**Problem description**:
Rewrite the material below, changing every "virtual label" to "digital tag" and keeping everything else the same. Leave the pictures out.
BEGIN Given data
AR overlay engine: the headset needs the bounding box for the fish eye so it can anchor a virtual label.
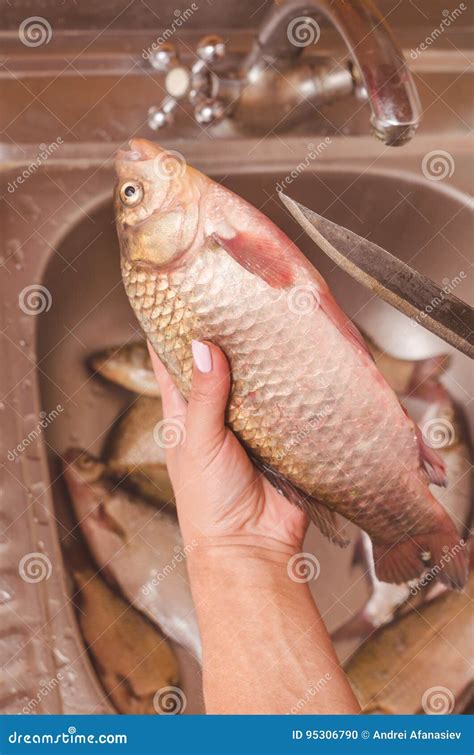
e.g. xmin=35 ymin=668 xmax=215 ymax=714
xmin=119 ymin=181 xmax=143 ymax=207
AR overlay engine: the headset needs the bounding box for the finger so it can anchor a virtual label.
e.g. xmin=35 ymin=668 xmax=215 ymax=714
xmin=147 ymin=341 xmax=186 ymax=422
xmin=186 ymin=341 xmax=230 ymax=450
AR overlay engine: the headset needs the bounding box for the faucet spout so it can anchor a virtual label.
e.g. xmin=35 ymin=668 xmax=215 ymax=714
xmin=244 ymin=0 xmax=421 ymax=146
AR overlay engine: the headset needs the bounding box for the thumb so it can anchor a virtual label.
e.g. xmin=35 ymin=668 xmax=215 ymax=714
xmin=186 ymin=341 xmax=230 ymax=454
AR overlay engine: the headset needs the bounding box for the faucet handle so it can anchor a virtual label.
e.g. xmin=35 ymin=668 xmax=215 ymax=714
xmin=149 ymin=42 xmax=179 ymax=73
xmin=196 ymin=34 xmax=226 ymax=65
xmin=148 ymin=34 xmax=230 ymax=131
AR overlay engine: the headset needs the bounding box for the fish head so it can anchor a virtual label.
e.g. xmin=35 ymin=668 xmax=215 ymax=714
xmin=115 ymin=139 xmax=204 ymax=268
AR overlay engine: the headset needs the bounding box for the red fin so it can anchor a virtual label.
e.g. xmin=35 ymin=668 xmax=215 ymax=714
xmin=374 ymin=526 xmax=469 ymax=589
xmin=416 ymin=427 xmax=448 ymax=488
xmin=212 ymin=231 xmax=293 ymax=288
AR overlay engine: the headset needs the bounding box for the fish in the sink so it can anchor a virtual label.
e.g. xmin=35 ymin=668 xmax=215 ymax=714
xmin=89 ymin=341 xmax=160 ymax=398
xmin=73 ymin=566 xmax=179 ymax=715
xmin=106 ymin=396 xmax=174 ymax=505
xmin=115 ymin=139 xmax=467 ymax=587
xmin=333 ymin=378 xmax=473 ymax=641
xmin=362 ymin=330 xmax=450 ymax=396
xmin=64 ymin=449 xmax=201 ymax=659
xmin=345 ymin=572 xmax=474 ymax=715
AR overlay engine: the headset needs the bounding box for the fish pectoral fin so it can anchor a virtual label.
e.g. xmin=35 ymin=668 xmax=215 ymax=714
xmin=251 ymin=455 xmax=350 ymax=548
xmin=212 ymin=231 xmax=293 ymax=288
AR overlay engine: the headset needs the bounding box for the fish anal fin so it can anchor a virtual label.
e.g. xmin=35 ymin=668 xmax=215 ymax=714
xmin=416 ymin=426 xmax=448 ymax=488
xmin=252 ymin=456 xmax=350 ymax=548
xmin=374 ymin=525 xmax=469 ymax=590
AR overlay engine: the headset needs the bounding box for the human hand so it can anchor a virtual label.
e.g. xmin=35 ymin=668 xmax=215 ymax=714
xmin=148 ymin=341 xmax=308 ymax=555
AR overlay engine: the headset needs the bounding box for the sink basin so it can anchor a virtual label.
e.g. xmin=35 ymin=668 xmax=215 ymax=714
xmin=0 ymin=145 xmax=474 ymax=713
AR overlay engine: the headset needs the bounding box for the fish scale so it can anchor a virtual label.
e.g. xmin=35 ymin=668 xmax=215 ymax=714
xmin=115 ymin=139 xmax=468 ymax=586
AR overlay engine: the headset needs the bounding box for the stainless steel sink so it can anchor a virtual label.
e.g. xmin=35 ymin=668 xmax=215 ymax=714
xmin=0 ymin=20 xmax=474 ymax=713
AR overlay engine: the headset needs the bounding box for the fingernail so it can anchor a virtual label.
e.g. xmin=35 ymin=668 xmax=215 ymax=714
xmin=191 ymin=341 xmax=212 ymax=372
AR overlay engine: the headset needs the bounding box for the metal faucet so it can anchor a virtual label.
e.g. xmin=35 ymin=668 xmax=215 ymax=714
xmin=149 ymin=0 xmax=421 ymax=146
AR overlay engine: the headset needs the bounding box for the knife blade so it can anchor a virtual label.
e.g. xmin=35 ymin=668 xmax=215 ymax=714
xmin=278 ymin=191 xmax=474 ymax=359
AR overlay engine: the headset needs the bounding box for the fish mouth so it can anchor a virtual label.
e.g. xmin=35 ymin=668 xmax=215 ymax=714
xmin=115 ymin=138 xmax=163 ymax=162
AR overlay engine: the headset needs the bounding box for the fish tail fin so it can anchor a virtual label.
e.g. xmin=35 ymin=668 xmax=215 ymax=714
xmin=374 ymin=524 xmax=469 ymax=590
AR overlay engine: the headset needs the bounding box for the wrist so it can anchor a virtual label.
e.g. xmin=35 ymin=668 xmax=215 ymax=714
xmin=187 ymin=536 xmax=309 ymax=605
xmin=185 ymin=534 xmax=301 ymax=567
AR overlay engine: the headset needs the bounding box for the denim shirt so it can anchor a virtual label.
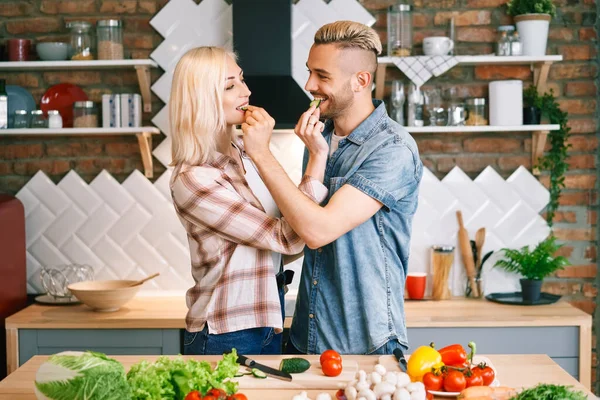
END Given data
**Answer to the exercise**:
AR overlay engine: the headset needs the bounding box for the fish eye so it can anchor a digital tag.
e.g. xmin=35 ymin=668 xmax=215 ymax=714
xmin=119 ymin=181 xmax=143 ymax=207
AR overlay engine: the headset needs the bounding box for the finger so it can anchor a digital tag.
e.g. xmin=35 ymin=668 xmax=215 ymax=714
xmin=147 ymin=341 xmax=186 ymax=422
xmin=186 ymin=341 xmax=230 ymax=450
AR overlay engine: the headset needs the bounding box for the faucet spout so it can anchor a digital tag.
e.g. xmin=35 ymin=668 xmax=215 ymax=714
xmin=244 ymin=0 xmax=421 ymax=146
AR overlay engine: the headset needs the bounding box for the thumb so it can anchor a digital tag.
e.g. xmin=35 ymin=668 xmax=215 ymax=714
xmin=186 ymin=341 xmax=230 ymax=454
AR overlay engine: the headset needs the bounding box for the faucet handle so it can anchor a digital tag.
e.g. xmin=35 ymin=668 xmax=215 ymax=714
xmin=149 ymin=42 xmax=179 ymax=73
xmin=196 ymin=34 xmax=226 ymax=65
xmin=148 ymin=34 xmax=230 ymax=131
AR overlay engine: the headset needs the bounding box for the fish head so it can anchor a digital tag.
e.g. xmin=35 ymin=668 xmax=215 ymax=714
xmin=115 ymin=139 xmax=204 ymax=268
AR overlay engine: the headset needs the bounding box for the red fin so it can anchor a digital tag.
e.g. xmin=35 ymin=668 xmax=215 ymax=714
xmin=374 ymin=526 xmax=469 ymax=589
xmin=416 ymin=427 xmax=448 ymax=488
xmin=212 ymin=231 xmax=293 ymax=288
AR overlay engine: the headset needs the bounding box for the fish in the sink so it can anchor a digital tag.
e.g. xmin=35 ymin=668 xmax=215 ymax=714
xmin=89 ymin=341 xmax=160 ymax=398
xmin=73 ymin=566 xmax=179 ymax=715
xmin=106 ymin=396 xmax=174 ymax=505
xmin=115 ymin=139 xmax=467 ymax=587
xmin=333 ymin=378 xmax=473 ymax=641
xmin=362 ymin=330 xmax=450 ymax=396
xmin=64 ymin=449 xmax=201 ymax=659
xmin=345 ymin=572 xmax=474 ymax=715
AR overlay engine: the headset needs the bounding box for the fish pectoral fin so it can anchor a digital tag.
e.g. xmin=35 ymin=668 xmax=215 ymax=714
xmin=251 ymin=455 xmax=350 ymax=548
xmin=212 ymin=231 xmax=293 ymax=288
AR overlay engine: the headset needs the bounding box for the fish anal fin so it can anchor a digital tag.
e.g. xmin=35 ymin=668 xmax=215 ymax=714
xmin=416 ymin=426 xmax=448 ymax=488
xmin=252 ymin=456 xmax=350 ymax=548
xmin=374 ymin=525 xmax=469 ymax=590
AR overlay engine: the headset needs the bounding box for the human hand so it can anchor a digital tag.
e.g. xmin=35 ymin=668 xmax=215 ymax=714
xmin=148 ymin=341 xmax=308 ymax=555
AR overlay engine: the headset needs the bounding box for the sink basin so it can anchor a digital tag.
e.g. xmin=35 ymin=668 xmax=215 ymax=714
xmin=0 ymin=145 xmax=474 ymax=713
AR overlay engine: the headset needs the bounding box for the fish scale so it can anchor a digital tag.
e.g. xmin=35 ymin=668 xmax=215 ymax=714
xmin=115 ymin=139 xmax=468 ymax=586
AR overlay engine: the headset needs the bounding box for the stainless steel sink so it can anchor a digital tag.
e.g. xmin=35 ymin=668 xmax=215 ymax=714
xmin=0 ymin=20 xmax=474 ymax=713
AR overlay engine: the headset needs the bounding box for the fingernail so it can anchor a digital tag.
e.g. xmin=35 ymin=668 xmax=215 ymax=714
xmin=191 ymin=341 xmax=212 ymax=372
AR overlay engine: the headset needs the bounding box for the metal faucet so it can anchor a digital tag.
e.g. xmin=35 ymin=668 xmax=215 ymax=714
xmin=149 ymin=0 xmax=421 ymax=146
AR overlay engine: the headset needs the bounding box for the knife blade so it can anchor a digital tag.
e.g. xmin=35 ymin=668 xmax=215 ymax=714
xmin=278 ymin=191 xmax=474 ymax=359
AR overlay engine: the headset needs the bounding box for the fish mouth so it can anchor a digital tag.
e.g. xmin=35 ymin=668 xmax=215 ymax=714
xmin=115 ymin=138 xmax=163 ymax=162
AR overlay engine: the headset needs the bounding box for the fish tail fin so it can anchor a digital tag.
e.g. xmin=35 ymin=668 xmax=215 ymax=714
xmin=374 ymin=524 xmax=469 ymax=590
AR overlay engine: the headset needs the bounding box for the wrist so it can anchor a digital tag.
e.g. xmin=35 ymin=668 xmax=215 ymax=714
xmin=187 ymin=536 xmax=309 ymax=605
xmin=185 ymin=534 xmax=301 ymax=567
AR overlay engine: the headset needs the bounding box for the denim shirt so it can anchor a digital tag.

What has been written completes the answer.